---- Raw data

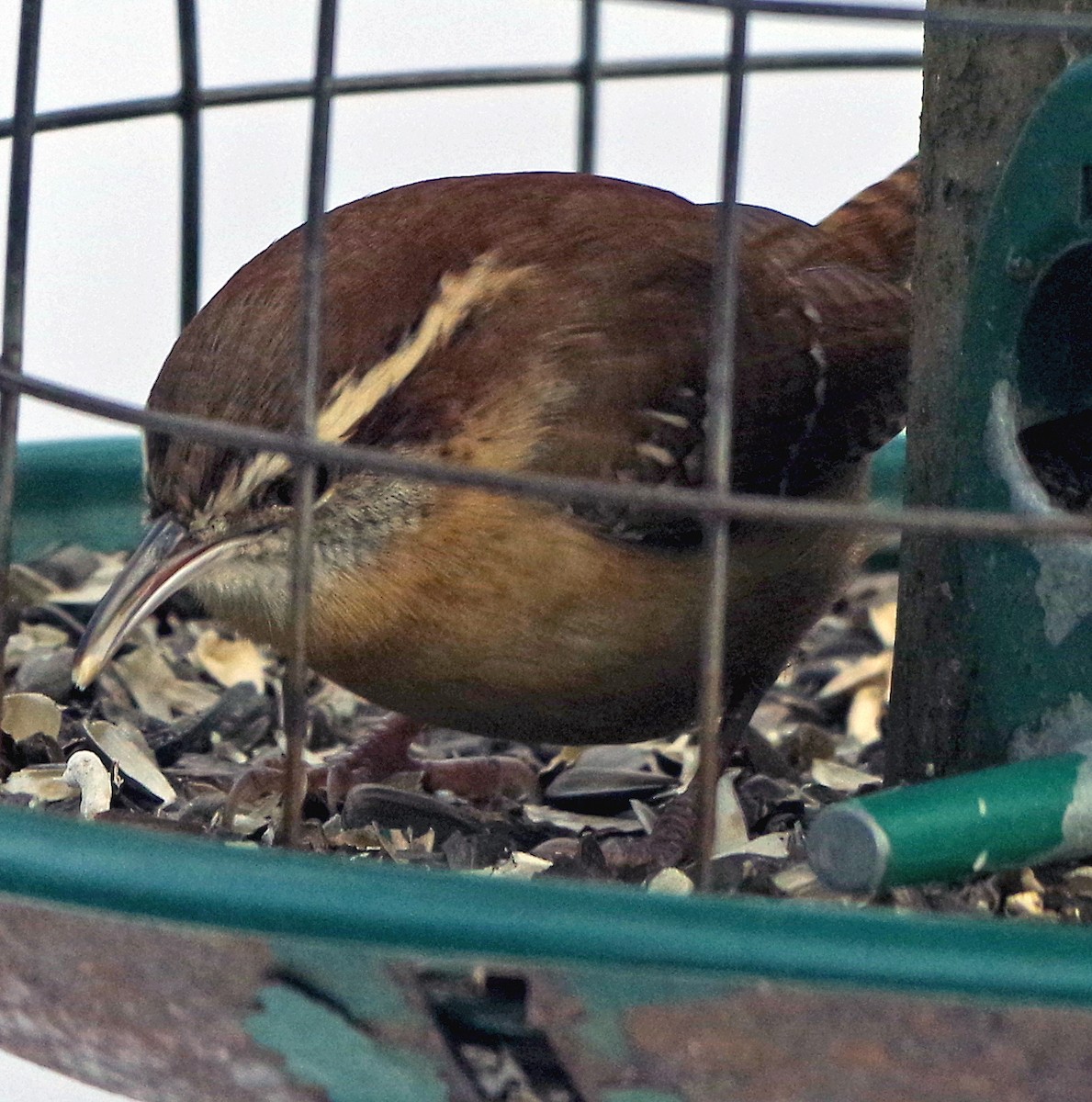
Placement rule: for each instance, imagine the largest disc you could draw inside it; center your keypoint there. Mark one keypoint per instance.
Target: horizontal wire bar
(432, 80)
(953, 19)
(672, 500)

--------

◆ **Task goal**
None of the pictures should be reproduced; all other material above must be set down exactly.

◆ **Written solution**
Placement rule: for each instance, imagine the largest disc you could draw inside it; center your keypoint there. Mark one keypoint per instance.
Target: horizontal wire bar
(432, 80)
(953, 19)
(672, 500)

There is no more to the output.